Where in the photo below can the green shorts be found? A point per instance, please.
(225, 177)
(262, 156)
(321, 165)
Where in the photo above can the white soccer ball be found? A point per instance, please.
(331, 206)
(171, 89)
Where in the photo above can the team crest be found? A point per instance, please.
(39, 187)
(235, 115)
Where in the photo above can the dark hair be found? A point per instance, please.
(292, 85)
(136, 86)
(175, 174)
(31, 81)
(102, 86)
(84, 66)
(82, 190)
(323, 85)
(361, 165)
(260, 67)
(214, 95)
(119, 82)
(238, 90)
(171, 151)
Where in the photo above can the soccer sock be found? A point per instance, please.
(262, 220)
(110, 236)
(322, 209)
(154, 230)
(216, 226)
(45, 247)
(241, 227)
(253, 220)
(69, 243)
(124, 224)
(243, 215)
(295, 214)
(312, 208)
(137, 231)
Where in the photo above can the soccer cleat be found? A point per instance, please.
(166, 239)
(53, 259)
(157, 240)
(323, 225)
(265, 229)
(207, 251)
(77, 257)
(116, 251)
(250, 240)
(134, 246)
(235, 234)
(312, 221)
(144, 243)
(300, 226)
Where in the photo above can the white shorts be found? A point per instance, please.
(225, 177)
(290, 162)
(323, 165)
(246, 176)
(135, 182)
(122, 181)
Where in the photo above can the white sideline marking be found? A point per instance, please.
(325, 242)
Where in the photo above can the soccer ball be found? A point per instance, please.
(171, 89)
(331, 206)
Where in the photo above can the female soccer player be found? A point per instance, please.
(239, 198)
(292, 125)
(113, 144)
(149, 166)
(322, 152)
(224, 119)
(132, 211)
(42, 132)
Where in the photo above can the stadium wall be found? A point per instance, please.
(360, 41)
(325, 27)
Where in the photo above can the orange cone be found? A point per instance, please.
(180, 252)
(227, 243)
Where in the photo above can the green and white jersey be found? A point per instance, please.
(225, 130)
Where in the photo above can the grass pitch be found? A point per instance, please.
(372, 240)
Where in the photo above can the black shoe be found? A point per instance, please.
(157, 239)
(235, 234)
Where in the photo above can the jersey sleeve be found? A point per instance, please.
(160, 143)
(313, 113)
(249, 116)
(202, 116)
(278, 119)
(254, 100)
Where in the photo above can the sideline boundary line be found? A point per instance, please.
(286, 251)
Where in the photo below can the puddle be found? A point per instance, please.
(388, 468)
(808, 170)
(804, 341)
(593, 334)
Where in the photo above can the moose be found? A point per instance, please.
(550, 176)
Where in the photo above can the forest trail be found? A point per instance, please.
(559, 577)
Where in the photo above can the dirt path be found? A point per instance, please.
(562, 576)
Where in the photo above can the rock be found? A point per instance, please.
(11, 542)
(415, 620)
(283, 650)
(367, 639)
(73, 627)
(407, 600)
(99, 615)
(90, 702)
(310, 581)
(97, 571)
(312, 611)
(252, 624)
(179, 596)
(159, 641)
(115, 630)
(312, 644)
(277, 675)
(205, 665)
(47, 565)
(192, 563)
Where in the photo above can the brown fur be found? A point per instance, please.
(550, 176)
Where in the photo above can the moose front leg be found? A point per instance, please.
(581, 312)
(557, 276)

The request.
Reproduce all of the records above word for word, keeping every line in its original order.

The response.
Where in the photo below can the green shorts be found? A point per instance, please.
(225, 177)
(262, 156)
(321, 165)
Where in the photo above can the white soccer ball be found? A point per instance, please.
(331, 206)
(171, 89)
Where in the photo above can the team crest be found? A point per instance, please.
(39, 187)
(235, 115)
Where in the photo above can the dark hair be found? A point per instance, please.
(292, 85)
(136, 86)
(175, 174)
(31, 81)
(102, 86)
(84, 66)
(82, 190)
(323, 85)
(361, 165)
(260, 67)
(214, 95)
(119, 82)
(238, 90)
(171, 151)
Where in the photo above can the soccer sock be found? A point per instance, please.
(262, 220)
(110, 236)
(322, 209)
(154, 230)
(216, 226)
(45, 247)
(241, 227)
(253, 220)
(69, 243)
(124, 224)
(243, 215)
(295, 214)
(312, 208)
(137, 231)
Where in the photo above can the soccer cleat be found? A point per instance, please.
(166, 239)
(53, 259)
(157, 240)
(323, 225)
(265, 229)
(207, 251)
(77, 257)
(116, 251)
(250, 240)
(134, 246)
(235, 234)
(312, 221)
(144, 243)
(300, 226)
Where in the photo above can the white shorts be found? A point per instance, please.
(225, 177)
(290, 162)
(323, 165)
(246, 176)
(135, 182)
(122, 181)
Where in the photo above can the white sideline marking be found? A point per instance, please.
(325, 242)
Where in the photo above can the soccer ball be found? A point per instance, please.
(171, 89)
(331, 206)
Where in the photo above can the female soccer player be found? A point per instance, please.
(239, 198)
(292, 125)
(113, 144)
(149, 166)
(322, 152)
(224, 119)
(132, 211)
(42, 132)
Where in the photo above can the stadium wall be found? A point per instance, please.
(360, 41)
(325, 27)
Where in the photo above can the orange cone be found? A point per instance, please.
(180, 252)
(227, 243)
Where in the photo above can the green and white jersey be found? A point per instance, please.
(225, 130)
Where in the photo above can the grass pitch be found? A point per instance, please.
(372, 240)
Where in the photo above can the black shoe be found? A point per instance, please.
(157, 239)
(235, 234)
Where in the photo above can the jersey sleeve be found? A point per instance, please.
(160, 143)
(313, 113)
(249, 116)
(202, 116)
(278, 119)
(254, 100)
Where in the photo above can the sideline boundary line be found? A point per instance, please.
(286, 251)
Where in the photo below can the puddle be found? A point per instance, please.
(388, 468)
(808, 170)
(804, 341)
(593, 334)
Where in the photo above can the moose be found? A point per instance, please.
(550, 176)
Where in the photo above can the forest trail be found? A point per instance, please.
(559, 577)
Where in the photo above can the dirt path be found? A point per instance, please.
(562, 576)
Where in the photo above can the rock be found? A point per instance, please.
(11, 542)
(415, 620)
(283, 650)
(367, 639)
(73, 627)
(407, 600)
(99, 615)
(90, 702)
(310, 581)
(97, 571)
(312, 611)
(252, 624)
(179, 596)
(159, 641)
(115, 630)
(312, 644)
(277, 675)
(205, 665)
(47, 565)
(192, 563)
Where in the photo above can the brown fur be found? A point per instance, please.
(550, 176)
Where in the photo above can the moose front leg be found? A point per instance, please.
(581, 312)
(557, 276)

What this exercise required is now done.